[Exercise description]:
Count the lines below that contain the string "woman", treating uppercase and lowercase as different, and give only the number.

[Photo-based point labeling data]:
========

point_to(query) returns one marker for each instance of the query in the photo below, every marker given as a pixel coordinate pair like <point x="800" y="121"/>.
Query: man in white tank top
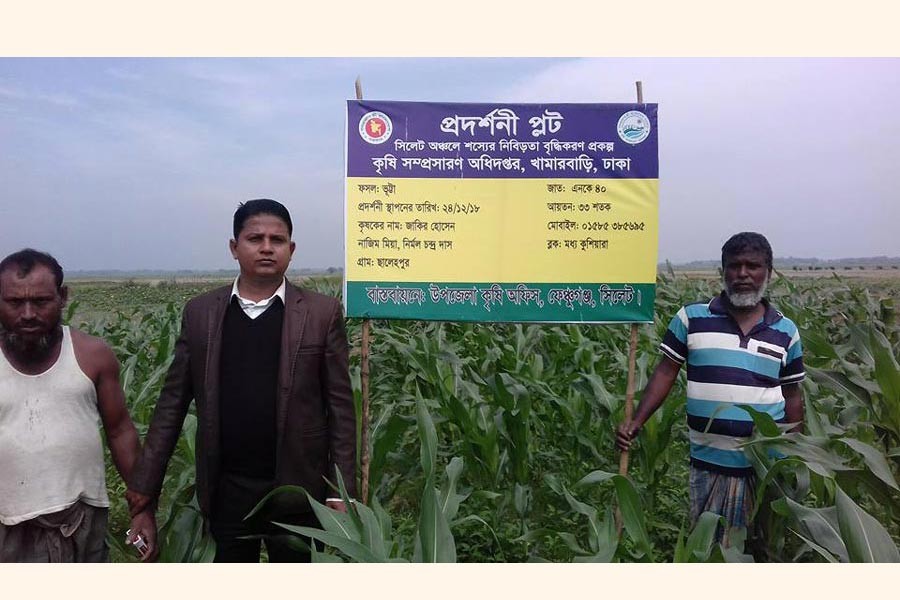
<point x="57" y="385"/>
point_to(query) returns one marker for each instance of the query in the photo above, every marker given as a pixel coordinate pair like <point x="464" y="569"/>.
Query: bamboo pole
<point x="364" y="384"/>
<point x="629" y="387"/>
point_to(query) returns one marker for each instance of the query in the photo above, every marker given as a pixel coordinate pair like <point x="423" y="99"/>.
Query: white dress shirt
<point x="254" y="309"/>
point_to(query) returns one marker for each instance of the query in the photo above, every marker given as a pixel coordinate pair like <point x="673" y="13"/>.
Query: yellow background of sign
<point x="506" y="241"/>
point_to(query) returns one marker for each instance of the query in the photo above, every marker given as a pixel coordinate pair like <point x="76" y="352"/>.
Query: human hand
<point x="625" y="434"/>
<point x="144" y="523"/>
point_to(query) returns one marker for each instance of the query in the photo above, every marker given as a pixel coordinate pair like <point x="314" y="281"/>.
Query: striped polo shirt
<point x="725" y="369"/>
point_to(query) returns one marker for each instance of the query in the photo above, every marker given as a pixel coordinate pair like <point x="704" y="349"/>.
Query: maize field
<point x="495" y="443"/>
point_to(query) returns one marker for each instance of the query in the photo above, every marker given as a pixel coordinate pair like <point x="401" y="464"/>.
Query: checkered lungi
<point x="726" y="495"/>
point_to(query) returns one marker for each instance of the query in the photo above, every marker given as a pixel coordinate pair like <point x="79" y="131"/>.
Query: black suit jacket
<point x="316" y="419"/>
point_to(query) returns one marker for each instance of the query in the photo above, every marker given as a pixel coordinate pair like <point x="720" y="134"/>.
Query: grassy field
<point x="495" y="442"/>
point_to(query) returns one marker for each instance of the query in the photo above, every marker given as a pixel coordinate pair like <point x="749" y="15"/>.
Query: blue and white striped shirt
<point x="726" y="368"/>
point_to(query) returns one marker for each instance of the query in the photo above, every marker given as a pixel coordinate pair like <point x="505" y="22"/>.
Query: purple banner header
<point x="535" y="141"/>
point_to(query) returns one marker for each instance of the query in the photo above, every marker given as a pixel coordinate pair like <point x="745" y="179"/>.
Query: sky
<point x="140" y="163"/>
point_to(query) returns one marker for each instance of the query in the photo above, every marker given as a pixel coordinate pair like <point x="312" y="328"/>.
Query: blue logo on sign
<point x="633" y="127"/>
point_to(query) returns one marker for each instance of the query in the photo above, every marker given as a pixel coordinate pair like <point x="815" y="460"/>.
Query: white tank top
<point x="51" y="454"/>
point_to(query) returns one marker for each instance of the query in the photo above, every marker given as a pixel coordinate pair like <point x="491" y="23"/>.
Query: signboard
<point x="501" y="212"/>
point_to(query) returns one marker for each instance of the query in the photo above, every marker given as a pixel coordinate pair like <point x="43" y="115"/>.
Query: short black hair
<point x="747" y="241"/>
<point x="25" y="260"/>
<point x="260" y="206"/>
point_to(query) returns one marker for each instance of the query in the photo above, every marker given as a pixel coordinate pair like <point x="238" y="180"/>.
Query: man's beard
<point x="30" y="348"/>
<point x="747" y="299"/>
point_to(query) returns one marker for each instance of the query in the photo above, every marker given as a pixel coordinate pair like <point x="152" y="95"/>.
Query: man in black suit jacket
<point x="267" y="365"/>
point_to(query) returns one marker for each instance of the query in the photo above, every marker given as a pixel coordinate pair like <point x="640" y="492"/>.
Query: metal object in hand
<point x="138" y="542"/>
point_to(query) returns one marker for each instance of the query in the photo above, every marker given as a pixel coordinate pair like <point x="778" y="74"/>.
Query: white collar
<point x="262" y="303"/>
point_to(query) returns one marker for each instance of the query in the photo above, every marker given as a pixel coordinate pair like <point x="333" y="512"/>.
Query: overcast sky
<point x="140" y="163"/>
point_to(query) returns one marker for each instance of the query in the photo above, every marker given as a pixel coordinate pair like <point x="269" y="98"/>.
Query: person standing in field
<point x="57" y="385"/>
<point x="267" y="365"/>
<point x="740" y="351"/>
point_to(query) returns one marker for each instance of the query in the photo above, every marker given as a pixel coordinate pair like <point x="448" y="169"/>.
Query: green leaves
<point x="865" y="538"/>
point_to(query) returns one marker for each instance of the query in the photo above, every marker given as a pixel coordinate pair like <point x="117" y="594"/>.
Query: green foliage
<point x="530" y="412"/>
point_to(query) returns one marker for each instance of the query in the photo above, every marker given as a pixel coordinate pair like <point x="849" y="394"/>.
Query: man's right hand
<point x="144" y="523"/>
<point x="625" y="434"/>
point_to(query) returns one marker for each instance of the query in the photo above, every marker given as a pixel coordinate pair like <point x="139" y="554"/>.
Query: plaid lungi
<point x="75" y="534"/>
<point x="725" y="495"/>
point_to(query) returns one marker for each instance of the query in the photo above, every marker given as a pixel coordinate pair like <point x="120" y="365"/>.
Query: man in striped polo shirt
<point x="740" y="351"/>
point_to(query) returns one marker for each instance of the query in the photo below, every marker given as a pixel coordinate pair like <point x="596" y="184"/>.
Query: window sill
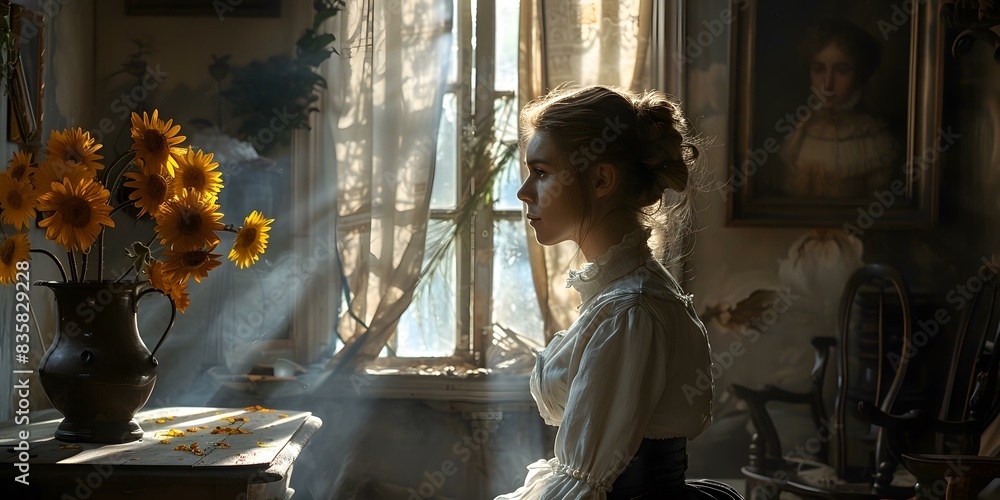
<point x="510" y="390"/>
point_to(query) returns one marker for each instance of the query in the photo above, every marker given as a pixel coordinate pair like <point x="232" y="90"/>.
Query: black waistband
<point x="657" y="467"/>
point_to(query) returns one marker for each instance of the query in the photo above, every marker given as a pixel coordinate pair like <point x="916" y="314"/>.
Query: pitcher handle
<point x="173" y="314"/>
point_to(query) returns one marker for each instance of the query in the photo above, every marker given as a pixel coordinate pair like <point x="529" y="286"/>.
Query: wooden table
<point x="253" y="462"/>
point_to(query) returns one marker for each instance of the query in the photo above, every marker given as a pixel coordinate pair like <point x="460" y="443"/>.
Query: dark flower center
<point x="14" y="199"/>
<point x="76" y="212"/>
<point x="157" y="189"/>
<point x="18" y="171"/>
<point x="7" y="252"/>
<point x="246" y="237"/>
<point x="194" y="178"/>
<point x="155" y="143"/>
<point x="194" y="259"/>
<point x="188" y="221"/>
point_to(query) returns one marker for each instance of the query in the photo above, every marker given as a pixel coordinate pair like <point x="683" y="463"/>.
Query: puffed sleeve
<point x="622" y="374"/>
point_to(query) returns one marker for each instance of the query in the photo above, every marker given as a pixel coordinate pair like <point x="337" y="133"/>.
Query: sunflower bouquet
<point x="71" y="194"/>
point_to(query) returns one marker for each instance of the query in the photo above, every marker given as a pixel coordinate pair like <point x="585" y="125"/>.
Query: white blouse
<point x="636" y="364"/>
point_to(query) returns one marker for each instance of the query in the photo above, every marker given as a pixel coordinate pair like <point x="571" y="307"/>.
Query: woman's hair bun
<point x="666" y="155"/>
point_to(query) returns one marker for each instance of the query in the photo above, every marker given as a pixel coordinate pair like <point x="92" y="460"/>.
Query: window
<point x="483" y="275"/>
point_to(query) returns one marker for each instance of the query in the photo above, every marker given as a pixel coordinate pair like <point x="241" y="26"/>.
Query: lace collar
<point x="618" y="261"/>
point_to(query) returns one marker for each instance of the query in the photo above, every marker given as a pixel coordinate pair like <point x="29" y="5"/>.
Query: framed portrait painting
<point x="836" y="114"/>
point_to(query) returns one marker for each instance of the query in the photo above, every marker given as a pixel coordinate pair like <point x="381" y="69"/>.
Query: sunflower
<point x="74" y="146"/>
<point x="179" y="267"/>
<point x="13" y="250"/>
<point x="79" y="210"/>
<point x="19" y="164"/>
<point x="251" y="241"/>
<point x="149" y="191"/>
<point x="188" y="222"/>
<point x="55" y="170"/>
<point x="17" y="201"/>
<point x="155" y="142"/>
<point x="195" y="170"/>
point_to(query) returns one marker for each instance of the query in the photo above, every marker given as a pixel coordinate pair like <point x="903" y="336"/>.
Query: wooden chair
<point x="875" y="312"/>
<point x="959" y="462"/>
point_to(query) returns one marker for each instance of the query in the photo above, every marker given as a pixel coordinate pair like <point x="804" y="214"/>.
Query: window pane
<point x="453" y="67"/>
<point x="515" y="304"/>
<point x="509" y="180"/>
<point x="507" y="22"/>
<point x="428" y="326"/>
<point x="443" y="194"/>
<point x="507" y="184"/>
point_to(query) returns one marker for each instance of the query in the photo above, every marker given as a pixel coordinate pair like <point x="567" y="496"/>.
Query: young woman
<point x="840" y="151"/>
<point x="630" y="381"/>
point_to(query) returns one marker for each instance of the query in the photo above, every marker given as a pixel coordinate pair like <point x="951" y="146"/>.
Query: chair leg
<point x="761" y="490"/>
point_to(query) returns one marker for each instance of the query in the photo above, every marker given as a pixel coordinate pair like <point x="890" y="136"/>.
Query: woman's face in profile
<point x="551" y="192"/>
<point x="832" y="74"/>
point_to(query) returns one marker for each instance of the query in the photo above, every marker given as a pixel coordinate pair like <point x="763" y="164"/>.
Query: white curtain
<point x="384" y="103"/>
<point x="586" y="42"/>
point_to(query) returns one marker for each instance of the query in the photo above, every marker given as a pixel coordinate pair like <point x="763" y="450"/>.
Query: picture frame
<point x="812" y="147"/>
<point x="27" y="82"/>
<point x="204" y="8"/>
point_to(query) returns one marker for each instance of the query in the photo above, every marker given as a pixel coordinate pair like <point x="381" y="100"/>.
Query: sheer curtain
<point x="586" y="42"/>
<point x="384" y="103"/>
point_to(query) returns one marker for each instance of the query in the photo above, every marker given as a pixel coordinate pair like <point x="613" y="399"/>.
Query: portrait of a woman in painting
<point x="841" y="150"/>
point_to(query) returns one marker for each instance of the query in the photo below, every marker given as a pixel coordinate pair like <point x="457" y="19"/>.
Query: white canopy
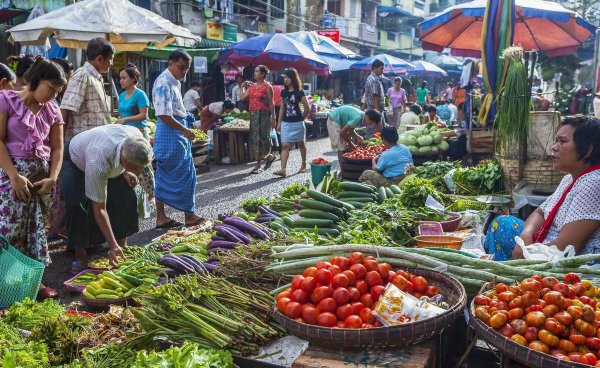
<point x="127" y="26"/>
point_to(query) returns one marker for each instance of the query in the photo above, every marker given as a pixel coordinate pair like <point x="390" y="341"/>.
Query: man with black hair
<point x="85" y="104"/>
<point x="191" y="99"/>
<point x="341" y="124"/>
<point x="390" y="166"/>
<point x="374" y="93"/>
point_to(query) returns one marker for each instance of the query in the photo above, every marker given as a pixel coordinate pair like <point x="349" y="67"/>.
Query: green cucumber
<point x="395" y="189"/>
<point x="316" y="214"/>
<point x="318" y="205"/>
<point x="382" y="194"/>
<point x="320" y="231"/>
<point x="355" y="187"/>
<point x="324" y="198"/>
<point x="306" y="222"/>
<point x="344" y="194"/>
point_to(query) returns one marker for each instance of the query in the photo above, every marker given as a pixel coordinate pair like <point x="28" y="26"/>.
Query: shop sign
<point x="200" y="64"/>
<point x="334" y="34"/>
<point x="229" y="32"/>
<point x="214" y="30"/>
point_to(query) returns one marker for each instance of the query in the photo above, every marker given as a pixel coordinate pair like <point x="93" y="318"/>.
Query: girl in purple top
<point x="31" y="150"/>
<point x="397" y="96"/>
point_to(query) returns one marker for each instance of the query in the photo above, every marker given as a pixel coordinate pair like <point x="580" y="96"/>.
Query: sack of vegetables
<point x="332" y="303"/>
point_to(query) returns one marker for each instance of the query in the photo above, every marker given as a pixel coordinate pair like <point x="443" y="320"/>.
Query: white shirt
<point x="189" y="100"/>
<point x="97" y="152"/>
<point x="582" y="203"/>
<point x="235" y="94"/>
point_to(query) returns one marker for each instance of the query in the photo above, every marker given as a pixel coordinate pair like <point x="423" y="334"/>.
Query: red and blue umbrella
<point x="275" y="51"/>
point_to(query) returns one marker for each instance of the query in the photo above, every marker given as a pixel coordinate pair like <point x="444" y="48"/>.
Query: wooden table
<point x="234" y="143"/>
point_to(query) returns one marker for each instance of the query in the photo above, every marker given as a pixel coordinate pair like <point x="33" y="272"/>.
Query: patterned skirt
<point x="23" y="222"/>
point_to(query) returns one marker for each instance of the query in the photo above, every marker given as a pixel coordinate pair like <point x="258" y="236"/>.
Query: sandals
<point x="169" y="225"/>
<point x="280" y="172"/>
<point x="270" y="162"/>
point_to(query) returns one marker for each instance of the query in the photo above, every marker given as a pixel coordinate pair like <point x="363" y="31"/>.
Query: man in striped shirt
<point x="100" y="170"/>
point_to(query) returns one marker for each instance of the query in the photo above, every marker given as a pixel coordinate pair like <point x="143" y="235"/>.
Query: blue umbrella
<point x="276" y="51"/>
<point x="392" y="64"/>
<point x="428" y="69"/>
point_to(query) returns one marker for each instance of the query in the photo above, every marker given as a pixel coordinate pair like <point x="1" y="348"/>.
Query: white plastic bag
<point x="543" y="252"/>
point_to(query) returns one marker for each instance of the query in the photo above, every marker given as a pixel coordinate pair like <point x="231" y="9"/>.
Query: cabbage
<point x="411" y="140"/>
<point x="443" y="146"/>
<point x="425" y="140"/>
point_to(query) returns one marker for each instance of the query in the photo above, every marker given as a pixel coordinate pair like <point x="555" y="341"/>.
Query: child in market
<point x="389" y="167"/>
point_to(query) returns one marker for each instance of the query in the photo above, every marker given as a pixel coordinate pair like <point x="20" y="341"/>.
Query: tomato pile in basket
<point x="546" y="315"/>
<point x="342" y="292"/>
<point x="365" y="152"/>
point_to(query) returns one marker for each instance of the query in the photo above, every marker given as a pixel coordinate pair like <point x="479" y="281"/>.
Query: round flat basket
<point x="105" y="303"/>
<point x="400" y="335"/>
<point x="519" y="353"/>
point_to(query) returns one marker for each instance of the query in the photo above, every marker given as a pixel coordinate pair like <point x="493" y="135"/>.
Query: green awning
<point x="214" y="44"/>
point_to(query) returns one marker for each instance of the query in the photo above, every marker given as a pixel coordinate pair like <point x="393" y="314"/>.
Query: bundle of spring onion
<point x="471" y="271"/>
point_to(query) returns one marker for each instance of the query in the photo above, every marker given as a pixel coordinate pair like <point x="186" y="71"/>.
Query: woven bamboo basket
<point x="519" y="353"/>
<point x="393" y="336"/>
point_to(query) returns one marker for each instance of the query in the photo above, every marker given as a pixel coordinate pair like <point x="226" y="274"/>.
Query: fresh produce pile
<point x="547" y="315"/>
<point x="426" y="140"/>
<point x="343" y="292"/>
<point x="365" y="152"/>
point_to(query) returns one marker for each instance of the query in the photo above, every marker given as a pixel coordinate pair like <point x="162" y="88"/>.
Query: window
<point x="277" y="8"/>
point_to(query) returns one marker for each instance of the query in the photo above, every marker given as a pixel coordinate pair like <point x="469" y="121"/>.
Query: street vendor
<point x="389" y="167"/>
<point x="341" y="126"/>
<point x="100" y="169"/>
<point x="211" y="113"/>
<point x="571" y="215"/>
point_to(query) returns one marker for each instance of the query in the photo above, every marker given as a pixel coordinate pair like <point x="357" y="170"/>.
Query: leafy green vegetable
<point x="252" y="204"/>
<point x="188" y="355"/>
<point x="29" y="314"/>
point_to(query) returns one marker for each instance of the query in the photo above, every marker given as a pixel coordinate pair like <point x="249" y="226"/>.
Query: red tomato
<point x="297" y="281"/>
<point x="323" y="276"/>
<point x="326" y="319"/>
<point x="344" y="311"/>
<point x="341" y="296"/>
<point x="300" y="296"/>
<point x="309" y="271"/>
<point x="420" y="284"/>
<point x="310" y="315"/>
<point x="309" y="284"/>
<point x="377" y="291"/>
<point x="293" y="310"/>
<point x="367" y="315"/>
<point x="362" y="286"/>
<point x="367" y="300"/>
<point x="327" y="305"/>
<point x="370" y="265"/>
<point x="351" y="277"/>
<point x="320" y="293"/>
<point x="359" y="270"/>
<point x="373" y="278"/>
<point x="354" y="294"/>
<point x="339" y="280"/>
<point x="281" y="303"/>
<point x="353" y="321"/>
<point x="356" y="257"/>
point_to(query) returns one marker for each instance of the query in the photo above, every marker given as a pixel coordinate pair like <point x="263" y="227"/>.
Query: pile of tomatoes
<point x="342" y="292"/>
<point x="547" y="315"/>
<point x="365" y="152"/>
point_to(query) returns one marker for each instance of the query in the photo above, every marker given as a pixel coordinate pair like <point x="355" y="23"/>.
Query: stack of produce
<point x="424" y="141"/>
<point x="552" y="317"/>
<point x="342" y="292"/>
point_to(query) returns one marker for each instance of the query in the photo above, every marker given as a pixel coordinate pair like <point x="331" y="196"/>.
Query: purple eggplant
<point x="245" y="226"/>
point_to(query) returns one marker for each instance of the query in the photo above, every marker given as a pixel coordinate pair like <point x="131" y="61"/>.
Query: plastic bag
<point x="543" y="252"/>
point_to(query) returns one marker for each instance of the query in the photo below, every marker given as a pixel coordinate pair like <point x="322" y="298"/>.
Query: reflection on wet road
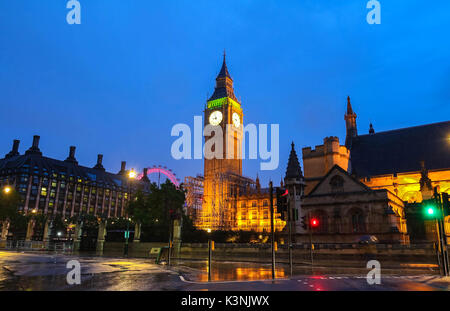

========

[Exercise result]:
4